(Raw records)
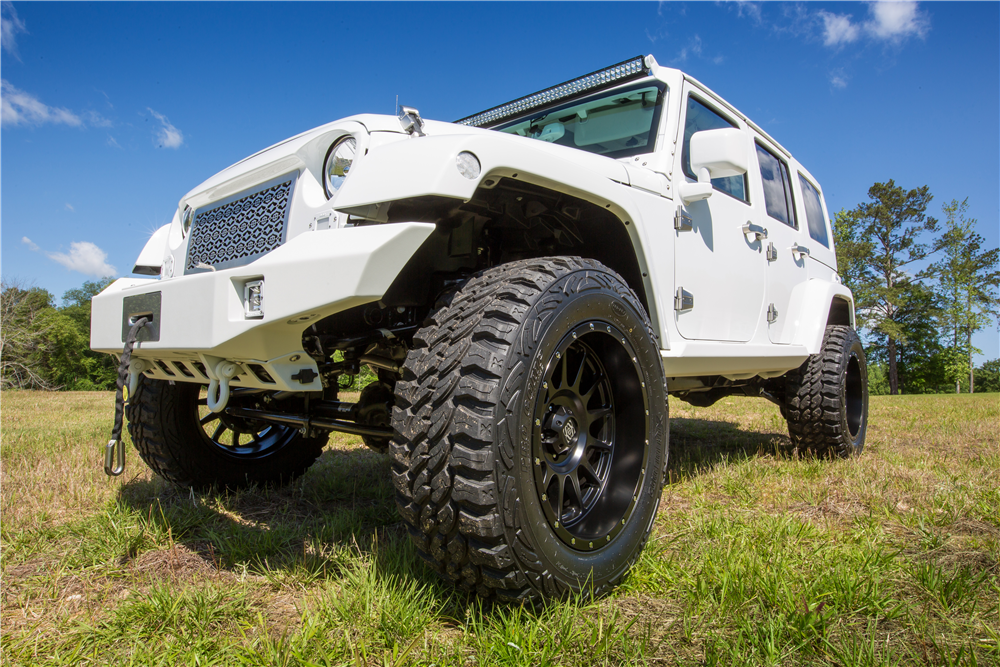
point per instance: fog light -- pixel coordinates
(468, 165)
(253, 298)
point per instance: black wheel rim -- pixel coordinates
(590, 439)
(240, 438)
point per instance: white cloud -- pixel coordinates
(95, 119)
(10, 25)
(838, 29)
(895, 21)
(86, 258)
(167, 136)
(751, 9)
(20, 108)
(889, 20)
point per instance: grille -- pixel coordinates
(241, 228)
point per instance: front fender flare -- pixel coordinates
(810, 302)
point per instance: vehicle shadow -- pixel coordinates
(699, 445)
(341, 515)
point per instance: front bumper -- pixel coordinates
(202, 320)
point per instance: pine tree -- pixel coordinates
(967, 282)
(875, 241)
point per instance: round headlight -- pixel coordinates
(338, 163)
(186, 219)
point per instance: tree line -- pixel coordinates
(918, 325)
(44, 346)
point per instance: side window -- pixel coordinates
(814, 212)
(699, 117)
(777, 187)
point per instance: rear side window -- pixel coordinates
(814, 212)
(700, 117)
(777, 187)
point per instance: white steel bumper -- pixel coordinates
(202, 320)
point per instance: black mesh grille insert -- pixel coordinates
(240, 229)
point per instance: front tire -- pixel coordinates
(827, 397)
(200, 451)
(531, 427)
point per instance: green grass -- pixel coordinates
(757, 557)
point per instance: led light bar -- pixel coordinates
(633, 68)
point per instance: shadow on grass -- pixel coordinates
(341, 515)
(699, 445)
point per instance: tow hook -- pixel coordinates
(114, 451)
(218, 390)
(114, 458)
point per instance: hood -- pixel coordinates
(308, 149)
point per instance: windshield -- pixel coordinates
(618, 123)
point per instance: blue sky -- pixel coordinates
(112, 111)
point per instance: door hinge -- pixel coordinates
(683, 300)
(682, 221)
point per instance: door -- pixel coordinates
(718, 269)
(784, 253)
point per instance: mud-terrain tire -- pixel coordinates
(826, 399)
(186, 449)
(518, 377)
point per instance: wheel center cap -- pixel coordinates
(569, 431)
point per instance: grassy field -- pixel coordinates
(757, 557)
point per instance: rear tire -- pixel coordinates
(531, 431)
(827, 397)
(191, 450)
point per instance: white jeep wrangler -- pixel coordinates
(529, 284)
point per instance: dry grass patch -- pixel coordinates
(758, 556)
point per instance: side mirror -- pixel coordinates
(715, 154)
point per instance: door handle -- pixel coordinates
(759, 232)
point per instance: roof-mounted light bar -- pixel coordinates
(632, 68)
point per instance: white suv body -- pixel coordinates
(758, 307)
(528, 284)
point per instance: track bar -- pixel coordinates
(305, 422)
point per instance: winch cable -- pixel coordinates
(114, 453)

...

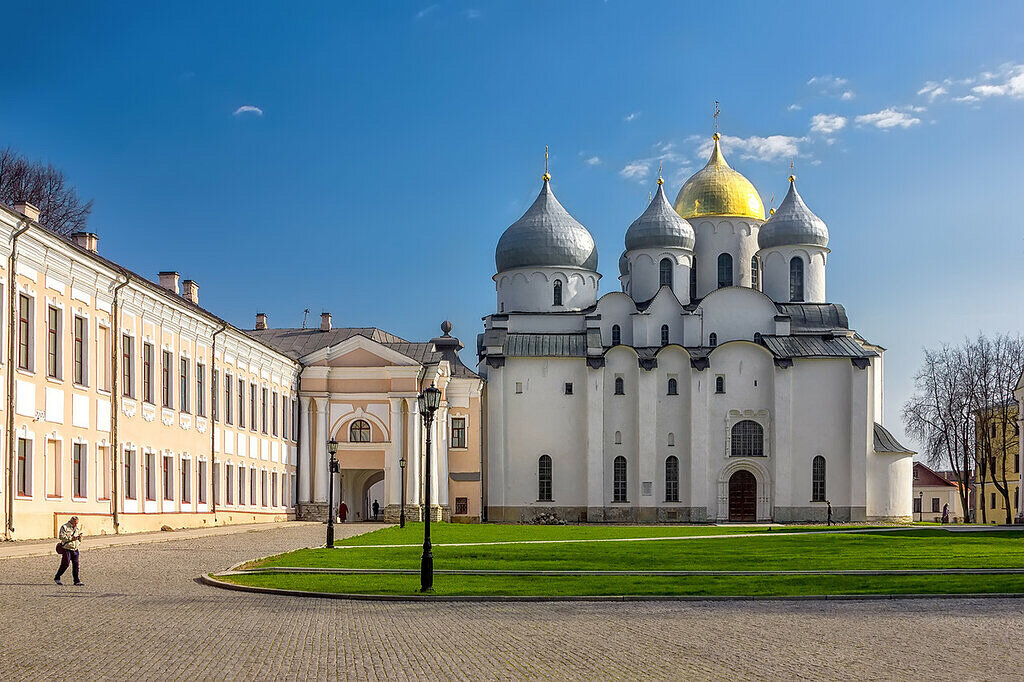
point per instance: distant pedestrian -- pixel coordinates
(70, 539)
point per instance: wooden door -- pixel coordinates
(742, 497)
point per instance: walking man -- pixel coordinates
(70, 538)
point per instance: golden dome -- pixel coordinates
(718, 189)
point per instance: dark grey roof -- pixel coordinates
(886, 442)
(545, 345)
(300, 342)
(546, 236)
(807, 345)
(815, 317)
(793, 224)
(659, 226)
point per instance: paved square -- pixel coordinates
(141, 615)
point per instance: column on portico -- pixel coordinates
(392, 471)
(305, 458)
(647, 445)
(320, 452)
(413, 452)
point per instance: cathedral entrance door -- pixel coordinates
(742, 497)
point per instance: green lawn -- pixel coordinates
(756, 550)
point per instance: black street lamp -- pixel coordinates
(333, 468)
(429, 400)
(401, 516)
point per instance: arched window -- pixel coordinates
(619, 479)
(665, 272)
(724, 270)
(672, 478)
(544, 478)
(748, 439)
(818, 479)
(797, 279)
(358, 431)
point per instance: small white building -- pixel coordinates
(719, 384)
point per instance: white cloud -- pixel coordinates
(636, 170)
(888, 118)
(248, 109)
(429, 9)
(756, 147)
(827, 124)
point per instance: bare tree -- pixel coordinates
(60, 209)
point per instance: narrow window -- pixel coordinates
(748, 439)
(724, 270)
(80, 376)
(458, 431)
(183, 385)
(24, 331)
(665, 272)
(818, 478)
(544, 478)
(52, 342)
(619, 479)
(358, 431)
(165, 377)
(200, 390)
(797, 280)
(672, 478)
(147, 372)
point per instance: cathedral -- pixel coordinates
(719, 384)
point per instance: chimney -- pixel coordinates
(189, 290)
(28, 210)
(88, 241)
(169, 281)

==

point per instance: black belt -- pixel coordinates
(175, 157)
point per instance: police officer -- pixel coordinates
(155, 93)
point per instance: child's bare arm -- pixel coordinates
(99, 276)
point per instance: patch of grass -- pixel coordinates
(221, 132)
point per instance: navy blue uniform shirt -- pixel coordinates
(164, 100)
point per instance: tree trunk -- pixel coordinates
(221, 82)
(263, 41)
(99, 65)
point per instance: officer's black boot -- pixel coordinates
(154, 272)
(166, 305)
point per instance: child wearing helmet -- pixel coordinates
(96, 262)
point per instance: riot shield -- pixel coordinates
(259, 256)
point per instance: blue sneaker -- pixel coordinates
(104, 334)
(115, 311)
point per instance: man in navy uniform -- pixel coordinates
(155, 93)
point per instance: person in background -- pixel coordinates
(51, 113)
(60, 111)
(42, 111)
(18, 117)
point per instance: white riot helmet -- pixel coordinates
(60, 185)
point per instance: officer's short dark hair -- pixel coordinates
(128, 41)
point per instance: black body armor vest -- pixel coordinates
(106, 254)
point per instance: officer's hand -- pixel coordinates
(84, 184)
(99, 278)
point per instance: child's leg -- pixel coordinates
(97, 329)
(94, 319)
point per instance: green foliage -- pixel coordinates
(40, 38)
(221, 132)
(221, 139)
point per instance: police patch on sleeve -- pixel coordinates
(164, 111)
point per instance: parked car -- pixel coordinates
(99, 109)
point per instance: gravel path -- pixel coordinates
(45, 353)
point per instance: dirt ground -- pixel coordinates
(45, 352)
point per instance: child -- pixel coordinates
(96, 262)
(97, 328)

▸ YOUR GOAL: Find every line in the rows above that contains the word "cathedral", matching case exactly, and copy each such line in full.

▸ CORRECT RESPONSE:
point per instance: cathedral entrance door -- pixel coordinates
point per instance: cathedral -- pixel coordinates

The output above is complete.